■ ASSIGNMENT
List every specific plant named in the passage about Home Leave.

Descriptions like these resonated with me partly because of my own family’s tendency to move around when I was a kid. As a child, my dad worked in the Foreign Service, which is why my brother was born in Germany and my sister and I were born in DC. He left the Foreign Service when I was still a toddler and although we continued to move throughout my childhood they were mostly smaller in scale, and thus less glamorous than I imagined the lives of our diplomat friends (and their kids) to be. (My dad being in the Foreign Service is also how I met Brittani and her family. Although technically I’ve known the Sonnenbergs all my life, I’ve met Brittani exactly twice, once in 1994 when her family visited California and once in 2014, when we had coffee together in Berlin.) Later on, my envy for this imagined migratory life turned to gratitude towards my parents for trying to keep us in place, for shielding us from a social life of people who only know how to connect in two-year increments. With its description of recognizable sibling attachment in unrecognizable places, Home Leave confirms both my suspicious of the glamorously cosmopolitan and my thankfulness at having stayed put.
This is probably why plants are such a big deal for Sonnenberg. As location shifts throughout this text, we are given a concurrent introduction to native plants: honeysuckle in Hamburg, bougainvillea in Georgia, frangipani in Singapore. Even the name of Elise’s sister’s band – Choked by Kudzu – invokes not just plants but what it is that plants do. They take hold and take root, they even occasionally invade and destroy. The endurance of plants can represent what can and cannot grow and thrive in a given place, a theme over which the Kriegsteins alternately agonize and embrace as they shift from place to place. At the risk of courting melodrama, the use of plants and flowers reminded of an interview with Claude Lanzman about his seminal film Shoah. When asked about his fascination with filming the rocks that remain near former concentration camps, Lanzman explained that the rocks have borne silent witness to so much suffering and so much death. But despite the pain and suffering that takes place in Home Leave, Sonnenberg is preoccupied less with questions of death than with living and thriving after death comes near. [Spoiler alert: Death comes very near. – ed.] How, and where, and with whom, does a person rebuild? Is rebuilding psychologically possible without a physical set of walls and a roof?

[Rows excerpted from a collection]
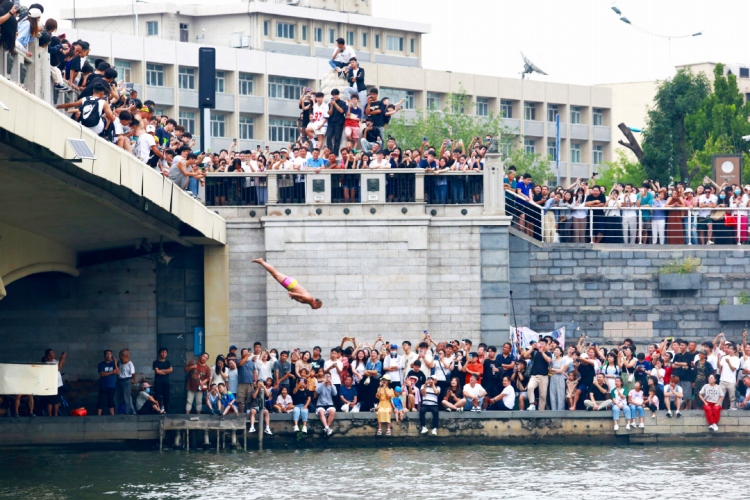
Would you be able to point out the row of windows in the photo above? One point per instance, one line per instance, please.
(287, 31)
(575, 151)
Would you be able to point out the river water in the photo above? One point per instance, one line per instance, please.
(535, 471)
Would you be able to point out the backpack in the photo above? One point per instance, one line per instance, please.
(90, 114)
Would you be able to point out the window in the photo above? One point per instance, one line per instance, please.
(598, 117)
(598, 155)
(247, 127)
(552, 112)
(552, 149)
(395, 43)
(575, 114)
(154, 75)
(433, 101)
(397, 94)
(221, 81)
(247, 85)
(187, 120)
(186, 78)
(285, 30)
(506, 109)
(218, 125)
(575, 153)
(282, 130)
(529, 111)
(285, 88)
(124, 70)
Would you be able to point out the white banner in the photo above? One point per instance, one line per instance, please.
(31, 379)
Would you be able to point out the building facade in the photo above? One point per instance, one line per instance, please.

■ RESULT
honeysuckle, bougainvillea, frangipani, kudzu